● **THE PROBLEM**
Reproduce each line exactly, including spacing and punctuation.

** START SUPPLIED MATERIAL **

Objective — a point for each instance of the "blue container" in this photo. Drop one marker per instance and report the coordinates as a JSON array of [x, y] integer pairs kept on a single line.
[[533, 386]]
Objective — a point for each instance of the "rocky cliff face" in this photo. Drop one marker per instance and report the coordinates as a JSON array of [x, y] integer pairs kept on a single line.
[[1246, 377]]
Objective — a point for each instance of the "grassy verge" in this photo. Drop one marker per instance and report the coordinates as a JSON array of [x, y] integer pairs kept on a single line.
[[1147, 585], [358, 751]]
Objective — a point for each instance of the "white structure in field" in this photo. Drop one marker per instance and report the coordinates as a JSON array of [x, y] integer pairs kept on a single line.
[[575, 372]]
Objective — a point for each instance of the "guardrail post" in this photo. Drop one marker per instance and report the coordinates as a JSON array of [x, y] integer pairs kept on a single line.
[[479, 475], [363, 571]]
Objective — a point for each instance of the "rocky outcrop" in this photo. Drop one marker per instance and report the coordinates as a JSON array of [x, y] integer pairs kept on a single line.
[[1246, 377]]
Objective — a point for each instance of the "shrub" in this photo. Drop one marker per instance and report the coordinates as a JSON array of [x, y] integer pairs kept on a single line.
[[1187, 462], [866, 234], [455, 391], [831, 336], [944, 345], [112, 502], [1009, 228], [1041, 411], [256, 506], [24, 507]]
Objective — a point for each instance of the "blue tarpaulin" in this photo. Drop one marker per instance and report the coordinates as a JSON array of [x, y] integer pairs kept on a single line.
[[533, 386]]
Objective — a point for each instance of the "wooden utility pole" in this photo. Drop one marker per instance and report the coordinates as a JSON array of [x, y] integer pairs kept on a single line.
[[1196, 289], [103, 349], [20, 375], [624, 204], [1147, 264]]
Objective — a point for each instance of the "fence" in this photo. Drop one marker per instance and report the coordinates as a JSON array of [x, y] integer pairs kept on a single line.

** END SUPPLIED MATERIAL **

● **TASK RESPONSE**
Objective — a point for each instance of the "blue container" in this photo. Drop one marker per instance and report the coordinates as a JSON array of [x, y] integer pairs kept on a single line.
[[533, 386]]
Objective — a point for each instance of the "rocky cliff face" in this photo. Drop one marker per instance and report the coordinates as a JSON array of [x, y] integer pairs kept on a single line.
[[1246, 377]]
Objective — a point for each instance of the "grassy verge" in this photo. Drop one marker per instance and report the coordinates as a JSON array of [x, y] integer pairs kept on a single line.
[[1147, 585], [358, 751]]
Objective — a point for each instance of the "white structure in field" in this photo. Drop one marker per instance and report the coordinates as a JSON array of [x, y] integer pairs kept on a single line.
[[575, 372]]
Objective — a point for each instance of the "guardrail post" in this photo. Drop one marker per instance and report the coordinates as a JSON array of [x, y] integer pairs kept on a single line.
[[479, 475], [363, 571]]
Objective — a point for each instance of the "rocky outcrop" in this photo. Drop one marker per instance and report the coordinates as a JSON array of [x, y] integer pairs kept on a single line.
[[1246, 377]]
Objective — a point for each instance of the "shrub" in this photo. Drop one marker per instance and report the coordinates as a JSON array of [x, y] integer pairs kept on a single line.
[[1187, 462], [866, 234], [455, 391], [831, 336], [944, 345], [112, 502], [1009, 228], [1041, 411], [256, 506], [24, 507]]
Objective — a point for each instance of the "blue tarpaulin" in this photo. Drop one marker per instance and report the coordinates as a JSON array of [x, y] integer pairs kept on a single line.
[[533, 386]]
Objective — a point for each instance of the "wooden utility pole" in this photo. Drop one marker per instance and report the coordinates as a JSON array of [x, y] integer pairs kept on a single line.
[[1196, 289], [103, 349], [20, 375], [624, 204], [1147, 264]]
Objective — a point for each instance of the "fence" in this photo. Drop one marker per instance and report the coordinates as a JSON array of [x, y] integer pairs kept on a single line.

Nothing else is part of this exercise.